#### Set task A:
Answer these questions about the conference report:
(i) Which day was Siemens Day for the G users?
(ii) Through what can G users who missed the meeting access the Siemens presentations?
(iii) What minimum return on the attendance investment does the text say every user group in the GT sector provides?
#### Set task B:
Copy the conference report from "Plants that do" to "more than $10,000.", swapping "annual conference" for "yearly meeting".

#### Page extract:
────────────────────────────────────────

After the plenary, attendees had a choice between controls and generator breakout sessions. Dividing the audience into multiple subject areas has two big benefits: Attendees get to select the topic of greatest interest to them and the more intimate setting improves the group discussion.
Tuesday was Siemens Day for the G users. Presentations by the OEM focused on compressor hook-fit wear, R1 ring segments, combustor baskets, R4 deflection, blade-ring oxidation, an update on the rotor-bolt failure issue, bellyband seals, exhaust-cylinder repairs, RAC leakage, torque converter, and several other topics. G users who could not make the meeting can access the Siemens presentations on the company’s Customer Extranet Portal (CEP). If you are not registered for access to that information resource, contact your Siemens representative today.
The F owner/operators spent Tuesday immersed in user presentations and group discussion on a broad range of topics, including: fleet safety issues, a compressor forced-outage case history, major inspection, FD3 upgrade (this topic is covered in detail in the Klamath article referenced earlier), turbine enclosure platforms, exhaust diffuser failure, and torque converter failure.
Plants that do not send at least one representative to every 501F annual conference miss out on the lessons learned by others and best practices adopted by the industry. This increases your chances of overlooking a critical O&M finding and/or making the same mistake someone else has already paid for. No reason for that. There isn’t a user group in the GT sector that doesn’t provide a minimum 10:1 return on the attendance investment. You always come back to the plant with an idea or two that will cut costs by more than $10,000.

────────────────────────────────────────

#### Listing:

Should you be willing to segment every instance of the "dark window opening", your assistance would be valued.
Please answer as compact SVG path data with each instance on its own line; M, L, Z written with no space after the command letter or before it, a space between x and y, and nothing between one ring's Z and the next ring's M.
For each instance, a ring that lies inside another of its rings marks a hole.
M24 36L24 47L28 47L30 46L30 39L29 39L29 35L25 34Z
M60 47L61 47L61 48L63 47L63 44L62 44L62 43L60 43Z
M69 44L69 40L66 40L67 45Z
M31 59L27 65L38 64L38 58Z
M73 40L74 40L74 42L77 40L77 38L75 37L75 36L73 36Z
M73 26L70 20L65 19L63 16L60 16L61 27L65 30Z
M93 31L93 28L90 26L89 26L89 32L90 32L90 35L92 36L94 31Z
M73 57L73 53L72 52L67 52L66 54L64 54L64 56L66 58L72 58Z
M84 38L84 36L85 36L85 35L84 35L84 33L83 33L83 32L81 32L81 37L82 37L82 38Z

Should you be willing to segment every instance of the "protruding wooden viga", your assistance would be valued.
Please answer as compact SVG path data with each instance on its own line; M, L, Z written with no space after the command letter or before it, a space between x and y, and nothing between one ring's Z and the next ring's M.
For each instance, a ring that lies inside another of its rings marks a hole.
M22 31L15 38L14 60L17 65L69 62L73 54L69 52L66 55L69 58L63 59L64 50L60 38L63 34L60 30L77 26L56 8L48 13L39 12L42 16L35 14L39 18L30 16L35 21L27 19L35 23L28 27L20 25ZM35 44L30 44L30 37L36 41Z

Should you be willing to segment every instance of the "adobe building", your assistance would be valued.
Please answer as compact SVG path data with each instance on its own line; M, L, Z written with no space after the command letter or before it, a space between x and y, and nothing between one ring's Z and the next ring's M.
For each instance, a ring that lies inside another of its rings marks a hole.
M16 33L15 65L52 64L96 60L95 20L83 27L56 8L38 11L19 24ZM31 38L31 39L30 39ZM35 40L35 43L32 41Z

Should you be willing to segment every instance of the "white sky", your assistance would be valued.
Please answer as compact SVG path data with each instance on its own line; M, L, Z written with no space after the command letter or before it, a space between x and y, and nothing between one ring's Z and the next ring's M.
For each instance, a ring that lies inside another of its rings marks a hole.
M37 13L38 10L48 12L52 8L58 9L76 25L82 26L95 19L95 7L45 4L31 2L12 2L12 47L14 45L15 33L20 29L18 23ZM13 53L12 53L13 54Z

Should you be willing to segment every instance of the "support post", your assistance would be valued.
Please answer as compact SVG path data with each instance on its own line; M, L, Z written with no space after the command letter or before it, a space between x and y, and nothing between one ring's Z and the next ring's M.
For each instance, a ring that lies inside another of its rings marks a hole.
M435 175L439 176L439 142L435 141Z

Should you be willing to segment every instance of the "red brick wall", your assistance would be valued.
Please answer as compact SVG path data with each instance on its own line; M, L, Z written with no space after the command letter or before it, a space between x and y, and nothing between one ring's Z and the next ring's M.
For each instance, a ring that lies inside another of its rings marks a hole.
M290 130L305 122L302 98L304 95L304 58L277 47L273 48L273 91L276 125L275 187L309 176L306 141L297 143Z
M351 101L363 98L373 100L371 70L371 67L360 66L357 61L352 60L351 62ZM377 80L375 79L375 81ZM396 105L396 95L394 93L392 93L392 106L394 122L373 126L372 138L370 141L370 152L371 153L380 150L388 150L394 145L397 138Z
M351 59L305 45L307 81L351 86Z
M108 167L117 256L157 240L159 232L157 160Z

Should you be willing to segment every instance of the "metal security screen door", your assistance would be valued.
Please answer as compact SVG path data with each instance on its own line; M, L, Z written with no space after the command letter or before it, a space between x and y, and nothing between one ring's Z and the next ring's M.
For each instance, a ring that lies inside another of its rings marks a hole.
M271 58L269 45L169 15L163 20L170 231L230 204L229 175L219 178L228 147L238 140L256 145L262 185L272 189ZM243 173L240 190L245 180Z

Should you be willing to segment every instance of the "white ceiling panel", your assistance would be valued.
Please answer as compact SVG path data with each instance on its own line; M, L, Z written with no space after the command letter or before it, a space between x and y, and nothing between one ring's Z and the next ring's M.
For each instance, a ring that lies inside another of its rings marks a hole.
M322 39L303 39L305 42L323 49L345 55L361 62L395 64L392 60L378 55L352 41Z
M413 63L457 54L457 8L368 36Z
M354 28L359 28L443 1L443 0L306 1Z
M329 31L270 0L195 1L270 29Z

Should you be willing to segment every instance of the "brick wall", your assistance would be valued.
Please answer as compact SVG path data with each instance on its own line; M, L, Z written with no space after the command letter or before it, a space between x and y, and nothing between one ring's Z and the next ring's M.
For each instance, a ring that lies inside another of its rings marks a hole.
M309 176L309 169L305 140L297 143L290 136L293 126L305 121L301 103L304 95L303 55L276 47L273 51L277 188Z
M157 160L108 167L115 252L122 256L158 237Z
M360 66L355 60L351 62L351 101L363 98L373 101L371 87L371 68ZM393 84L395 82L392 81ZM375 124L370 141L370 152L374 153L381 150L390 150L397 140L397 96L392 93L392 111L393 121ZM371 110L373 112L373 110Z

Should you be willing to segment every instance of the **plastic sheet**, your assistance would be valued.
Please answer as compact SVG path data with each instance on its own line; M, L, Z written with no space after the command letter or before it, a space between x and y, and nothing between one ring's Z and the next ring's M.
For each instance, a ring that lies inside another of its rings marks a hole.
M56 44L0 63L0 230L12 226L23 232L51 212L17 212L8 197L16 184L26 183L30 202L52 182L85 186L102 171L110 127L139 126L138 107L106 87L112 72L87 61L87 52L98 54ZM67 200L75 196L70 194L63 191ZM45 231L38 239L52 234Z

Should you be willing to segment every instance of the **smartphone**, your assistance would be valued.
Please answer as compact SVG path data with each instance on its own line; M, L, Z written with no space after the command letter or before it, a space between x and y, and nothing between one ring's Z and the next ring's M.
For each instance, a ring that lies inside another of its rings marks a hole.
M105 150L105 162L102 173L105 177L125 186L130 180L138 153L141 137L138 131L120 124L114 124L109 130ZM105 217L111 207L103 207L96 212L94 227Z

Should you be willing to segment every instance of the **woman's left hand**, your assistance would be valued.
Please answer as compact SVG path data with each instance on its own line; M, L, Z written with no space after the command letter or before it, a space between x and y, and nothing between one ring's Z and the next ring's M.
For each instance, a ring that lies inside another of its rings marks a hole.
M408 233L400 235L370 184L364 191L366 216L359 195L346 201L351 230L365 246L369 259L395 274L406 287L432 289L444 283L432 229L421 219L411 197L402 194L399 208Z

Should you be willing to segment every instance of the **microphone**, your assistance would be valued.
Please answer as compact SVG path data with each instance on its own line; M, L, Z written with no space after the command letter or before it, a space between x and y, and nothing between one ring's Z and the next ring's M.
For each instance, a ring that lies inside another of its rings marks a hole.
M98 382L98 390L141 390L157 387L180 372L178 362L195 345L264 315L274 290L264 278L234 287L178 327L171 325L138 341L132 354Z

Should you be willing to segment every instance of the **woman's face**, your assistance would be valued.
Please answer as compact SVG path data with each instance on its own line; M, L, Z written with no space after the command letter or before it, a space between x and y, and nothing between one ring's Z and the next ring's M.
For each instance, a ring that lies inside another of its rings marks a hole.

────────────────────────────────────────

#### Correct result A:
(i) Tuesday
(ii) The company's Customer Extranet Portal (CEP)
(iii) A 10:1 return

#### Correct result B:
Plants that do not send at least one representative to every 501F yearly meeting miss out on the lessons learned by others and best practices adopted by the industry. This increases your chances of overlooking a critical O&M finding and/or making the same mistake someone else has already paid for. No reason for that. There isn’t a user group in the GT sector that doesn’t provide a minimum 10:1 return on the attendance investment. You always come back to the plant with an idea or two that will cut costs by more than $10,000.